## ASSIGNMENT:
The records that follow must be repeated exactly, except for their pictures.

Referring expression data
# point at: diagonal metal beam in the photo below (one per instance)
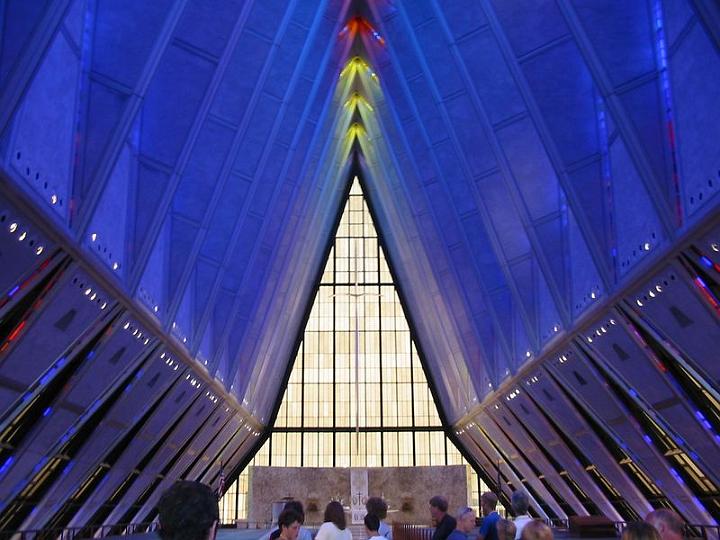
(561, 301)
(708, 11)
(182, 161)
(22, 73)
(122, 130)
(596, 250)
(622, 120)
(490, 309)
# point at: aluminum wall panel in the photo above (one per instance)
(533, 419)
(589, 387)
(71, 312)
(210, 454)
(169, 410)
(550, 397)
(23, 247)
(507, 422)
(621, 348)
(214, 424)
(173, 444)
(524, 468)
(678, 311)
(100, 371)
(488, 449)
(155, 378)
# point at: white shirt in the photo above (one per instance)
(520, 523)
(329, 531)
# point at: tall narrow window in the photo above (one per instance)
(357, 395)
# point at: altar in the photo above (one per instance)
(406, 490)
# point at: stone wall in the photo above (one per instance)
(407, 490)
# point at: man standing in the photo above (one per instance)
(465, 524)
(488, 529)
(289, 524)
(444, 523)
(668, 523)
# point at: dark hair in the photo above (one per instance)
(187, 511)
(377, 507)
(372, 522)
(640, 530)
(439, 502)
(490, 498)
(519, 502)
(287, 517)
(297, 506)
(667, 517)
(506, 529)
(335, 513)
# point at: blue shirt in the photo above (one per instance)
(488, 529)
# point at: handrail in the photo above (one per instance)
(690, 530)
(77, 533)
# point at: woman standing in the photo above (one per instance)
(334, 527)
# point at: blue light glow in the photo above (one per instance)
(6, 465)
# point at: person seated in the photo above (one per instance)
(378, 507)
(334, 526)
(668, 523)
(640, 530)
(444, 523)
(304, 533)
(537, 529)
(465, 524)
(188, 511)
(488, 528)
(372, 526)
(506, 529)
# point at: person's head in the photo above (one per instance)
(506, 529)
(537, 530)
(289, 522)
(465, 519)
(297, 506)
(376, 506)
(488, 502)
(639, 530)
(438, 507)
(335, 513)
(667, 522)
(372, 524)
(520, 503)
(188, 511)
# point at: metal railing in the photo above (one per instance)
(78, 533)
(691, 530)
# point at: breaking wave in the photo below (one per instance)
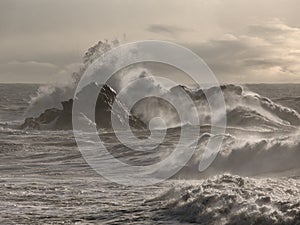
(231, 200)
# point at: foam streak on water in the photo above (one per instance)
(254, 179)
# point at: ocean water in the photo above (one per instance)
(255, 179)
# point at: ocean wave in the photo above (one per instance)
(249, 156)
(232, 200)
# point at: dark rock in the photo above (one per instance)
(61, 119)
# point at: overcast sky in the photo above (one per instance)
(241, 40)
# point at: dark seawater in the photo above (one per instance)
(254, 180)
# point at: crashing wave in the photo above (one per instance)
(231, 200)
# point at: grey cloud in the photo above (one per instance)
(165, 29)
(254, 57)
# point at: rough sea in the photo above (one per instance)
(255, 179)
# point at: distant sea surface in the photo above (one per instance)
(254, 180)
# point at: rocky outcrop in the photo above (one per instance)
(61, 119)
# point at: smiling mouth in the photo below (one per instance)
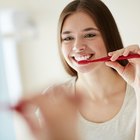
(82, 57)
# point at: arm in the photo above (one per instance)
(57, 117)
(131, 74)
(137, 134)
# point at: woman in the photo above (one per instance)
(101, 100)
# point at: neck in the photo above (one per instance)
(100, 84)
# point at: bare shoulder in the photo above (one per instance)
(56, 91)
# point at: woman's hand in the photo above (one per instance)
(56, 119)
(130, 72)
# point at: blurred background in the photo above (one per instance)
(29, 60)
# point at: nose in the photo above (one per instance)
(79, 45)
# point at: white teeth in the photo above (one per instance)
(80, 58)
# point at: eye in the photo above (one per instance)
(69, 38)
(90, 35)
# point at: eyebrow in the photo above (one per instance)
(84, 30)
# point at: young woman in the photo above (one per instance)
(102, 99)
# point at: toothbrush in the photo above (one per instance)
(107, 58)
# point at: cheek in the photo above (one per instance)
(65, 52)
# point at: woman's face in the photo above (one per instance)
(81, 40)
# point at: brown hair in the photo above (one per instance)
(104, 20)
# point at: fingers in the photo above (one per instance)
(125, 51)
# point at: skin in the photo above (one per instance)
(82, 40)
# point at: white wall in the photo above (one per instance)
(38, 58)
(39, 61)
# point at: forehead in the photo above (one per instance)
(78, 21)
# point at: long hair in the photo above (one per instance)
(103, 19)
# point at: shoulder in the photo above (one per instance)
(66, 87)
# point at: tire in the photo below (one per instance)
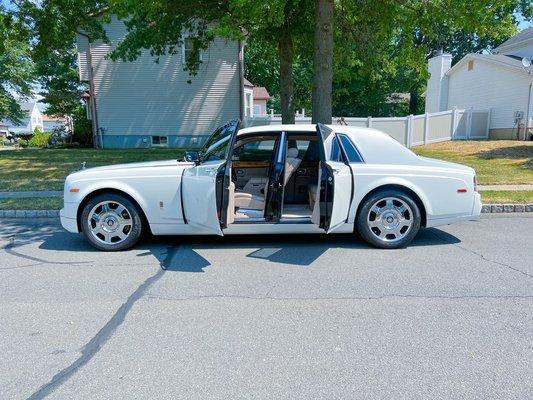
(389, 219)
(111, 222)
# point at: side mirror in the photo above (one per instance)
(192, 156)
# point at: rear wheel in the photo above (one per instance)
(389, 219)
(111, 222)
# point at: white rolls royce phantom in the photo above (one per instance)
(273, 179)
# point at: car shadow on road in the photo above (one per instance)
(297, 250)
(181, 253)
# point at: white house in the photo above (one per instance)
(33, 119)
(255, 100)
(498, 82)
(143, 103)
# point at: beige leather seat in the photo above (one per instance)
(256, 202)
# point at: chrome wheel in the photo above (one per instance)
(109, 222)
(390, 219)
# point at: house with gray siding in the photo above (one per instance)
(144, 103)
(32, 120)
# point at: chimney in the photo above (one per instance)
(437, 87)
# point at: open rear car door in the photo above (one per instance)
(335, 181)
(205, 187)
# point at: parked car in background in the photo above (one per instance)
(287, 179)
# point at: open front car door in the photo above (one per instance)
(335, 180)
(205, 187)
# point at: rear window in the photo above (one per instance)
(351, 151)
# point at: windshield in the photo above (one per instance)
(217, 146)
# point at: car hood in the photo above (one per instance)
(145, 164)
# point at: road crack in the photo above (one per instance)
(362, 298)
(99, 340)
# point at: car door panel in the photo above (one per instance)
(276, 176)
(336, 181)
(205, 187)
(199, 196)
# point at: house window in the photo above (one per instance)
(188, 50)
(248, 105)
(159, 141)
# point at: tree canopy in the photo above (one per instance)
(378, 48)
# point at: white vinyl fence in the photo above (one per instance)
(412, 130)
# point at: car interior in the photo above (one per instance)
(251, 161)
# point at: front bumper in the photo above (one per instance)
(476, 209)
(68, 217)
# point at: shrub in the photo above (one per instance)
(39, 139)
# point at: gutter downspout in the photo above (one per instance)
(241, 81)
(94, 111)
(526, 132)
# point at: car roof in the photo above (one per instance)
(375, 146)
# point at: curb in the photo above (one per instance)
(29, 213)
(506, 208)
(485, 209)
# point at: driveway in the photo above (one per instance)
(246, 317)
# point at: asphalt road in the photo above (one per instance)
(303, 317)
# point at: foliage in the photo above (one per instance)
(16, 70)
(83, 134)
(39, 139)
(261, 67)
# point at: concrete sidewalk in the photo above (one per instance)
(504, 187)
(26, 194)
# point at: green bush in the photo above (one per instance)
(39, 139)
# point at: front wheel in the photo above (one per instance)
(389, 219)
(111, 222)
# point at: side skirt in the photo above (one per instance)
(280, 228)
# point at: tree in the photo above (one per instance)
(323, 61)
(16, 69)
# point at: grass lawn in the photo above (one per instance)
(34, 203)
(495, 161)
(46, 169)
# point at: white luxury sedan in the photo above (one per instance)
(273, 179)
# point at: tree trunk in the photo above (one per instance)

## SOLUTION:
# point at: diagonal metal beam in the photo below (one per instance)
(561, 301)
(708, 11)
(182, 161)
(22, 73)
(122, 130)
(596, 250)
(622, 120)
(490, 309)
# point at: aluminum wall panel in the photo above (one per instance)
(533, 419)
(589, 387)
(71, 312)
(210, 454)
(169, 410)
(550, 397)
(23, 247)
(507, 422)
(621, 348)
(214, 424)
(173, 444)
(524, 468)
(678, 311)
(100, 371)
(488, 449)
(155, 378)
# point at: white shirt in the photo above (one per instance)
(520, 523)
(329, 531)
# point at: tall narrow window in the photo above (one per instance)
(357, 395)
# point at: altar in the photo above (one per instance)
(406, 490)
# point at: stone wall in the photo above (one per instance)
(407, 490)
# point at: man standing in the photo above (one per instance)
(465, 524)
(488, 529)
(289, 524)
(444, 523)
(668, 523)
# point at: dark hair in the photo above (one per instance)
(187, 511)
(377, 507)
(372, 522)
(640, 530)
(439, 502)
(490, 498)
(519, 502)
(287, 517)
(297, 506)
(667, 517)
(506, 529)
(335, 513)
# point at: blue shirt in the photo above (one per instance)
(488, 529)
# point at: handrail in the photo above (one per instance)
(690, 530)
(77, 533)
# point at: woman standing in the photo above (one per instance)
(334, 527)
# point at: blue light glow in the photo above (one per instance)
(6, 465)
# point at: person seated in the photo above (one per instance)
(378, 507)
(334, 526)
(668, 523)
(640, 530)
(444, 523)
(304, 533)
(537, 529)
(465, 524)
(188, 511)
(488, 528)
(372, 526)
(506, 529)
# point at: person's head in the photo above (one per instance)
(506, 529)
(537, 530)
(289, 522)
(465, 519)
(297, 506)
(376, 506)
(488, 502)
(639, 530)
(438, 507)
(335, 513)
(667, 522)
(372, 524)
(520, 503)
(188, 511)
# point at: metal railing in the photo above (one per instance)
(78, 533)
(691, 530)
# point at: breaking wave in the photo below (one per instance)
(231, 200)
# point at: foam streak on water in the photo above (one per instance)
(254, 179)
# point at: ocean water in the photo above (one per instance)
(255, 179)
# point at: ocean wave in the photo above (one per instance)
(249, 156)
(232, 200)
# point at: dark rock in the photo above (one per instance)
(61, 119)
# point at: overcast sky in the photo above (one per instance)
(241, 40)
# point at: dark seawater in the photo above (one per instance)
(254, 180)
# point at: crashing wave in the photo above (one per instance)
(231, 200)
# point at: grey cloud in the photo above (one per instance)
(165, 29)
(254, 57)
# point at: rough sea in the photo above (one per instance)
(255, 179)
# point at: distant sea surface in the photo above (one per instance)
(254, 180)
# point at: rocky outcrop in the photo above (one per instance)
(61, 119)
# point at: smiling mouth in the photo below (one per instance)
(82, 57)
# point at: arm in the photo above (one per instance)
(57, 117)
(131, 74)
(137, 134)
# point at: woman in the photo above (one per instance)
(101, 100)
# point at: neck in the photo above (one per instance)
(100, 84)
# point at: bare shoulder in the photo above (one per instance)
(56, 91)
# point at: woman's hand in the photo above (one per instance)
(56, 119)
(130, 72)
# point at: blurred background in the photo above (one per instance)
(29, 60)
# point at: nose in the photo above (one per instance)
(79, 45)
# point at: white teeth in the photo above (one per instance)
(80, 58)
# point at: eye in the photo above (one per instance)
(69, 38)
(90, 35)
# point at: eyebrow in the photo above (one per instance)
(84, 30)
# point at: young woman in the photo above (one per instance)
(102, 99)
# point at: toothbrush in the photo above (one per instance)
(107, 58)
# point at: cheek in the photo above (one per instance)
(65, 52)
# point at: woman's face in the photo above (one per instance)
(81, 40)
# point at: brown hair in the photo above (one per instance)
(104, 20)
# point at: fingers in the photo above (one per instance)
(125, 51)
# point at: skin in the photo above (one per instance)
(82, 40)
# point at: white wall in the photo above (one per instance)
(38, 58)
(39, 61)
# point at: forehead in the photo above (one per instance)
(78, 21)
# point at: long hair in the photo above (one per instance)
(103, 19)
# point at: shoulder in the photo above (one per instance)
(66, 87)
# point at: tire in the photo below (one per instance)
(389, 219)
(111, 222)
# point at: side mirror in the photo above (one per instance)
(192, 156)
# point at: rear wheel in the photo above (one per instance)
(389, 219)
(111, 222)
# point at: white rolls royce phantom in the photo above (one per instance)
(273, 179)
# point at: car shadow on road in the photo above (one per instance)
(297, 250)
(181, 253)
# point at: white house in the photo above (one per instance)
(33, 119)
(255, 100)
(498, 82)
(143, 103)
# point at: beige leather seat in the photo above (one per instance)
(256, 202)
# point at: chrome wheel in the photo above (one per instance)
(109, 222)
(390, 219)
# point at: house with gray siding in the photo above (one per instance)
(144, 103)
(32, 120)
# point at: chimney in the photo above (one per instance)
(437, 87)
# point at: open rear car door in the photo above (one per instance)
(335, 181)
(205, 187)
# point at: parked car in background in the photo above (one per instance)
(287, 179)
# point at: open front car door in the photo above (one per instance)
(335, 180)
(205, 187)
# point at: rear window in the photo above (one per instance)
(351, 151)
# point at: windshield in the photo above (one per instance)
(217, 146)
# point at: car hood in the photo above (one per instance)
(145, 164)
# point at: road crack in the photo above (one per instance)
(362, 298)
(99, 340)
# point at: car door panel in the photo above (one per instance)
(276, 176)
(336, 181)
(205, 187)
(199, 196)
# point at: house window in the photo above (one per instance)
(188, 50)
(248, 105)
(159, 141)
# point at: tree canopy in the photo above (one per instance)
(378, 48)
# point at: white vinyl fence in the photo above (one per instance)
(412, 130)
# point at: car interior in the photo above (one per instance)
(251, 161)
# point at: front bumper in the photo above (one per instance)
(476, 209)
(68, 217)
# point at: shrub in the photo above (one per instance)
(39, 139)
# point at: gutter downspout in the photo above (one per instance)
(241, 81)
(94, 111)
(526, 132)
# point at: car roof in the photo above (one per instance)
(375, 146)
# point at: curb in the photo above (one per instance)
(29, 213)
(506, 208)
(485, 209)
# point at: driveway in the photo above (one per instance)
(246, 317)
# point at: asphalt road in the photo above (one per instance)
(303, 317)
# point at: foliage in the photo above (one per instance)
(16, 70)
(83, 134)
(39, 139)
(261, 67)
# point at: concrete sidewalk in the photo above (one per instance)
(504, 187)
(26, 194)
# point at: green bush in the photo above (one per instance)
(39, 139)
# point at: front wheel in the photo above (one per instance)
(389, 219)
(111, 222)
# point at: side skirt in the photo above (one per instance)
(280, 228)
# point at: tree in the photo above (one per instance)
(323, 61)
(16, 69)
# point at: grass lawn in the photo above (one per instance)
(34, 203)
(495, 161)
(46, 169)
# point at: white luxury sedan in the photo above (one per instance)
(273, 179)
# point at: tree trunk in the photo above (one per instance)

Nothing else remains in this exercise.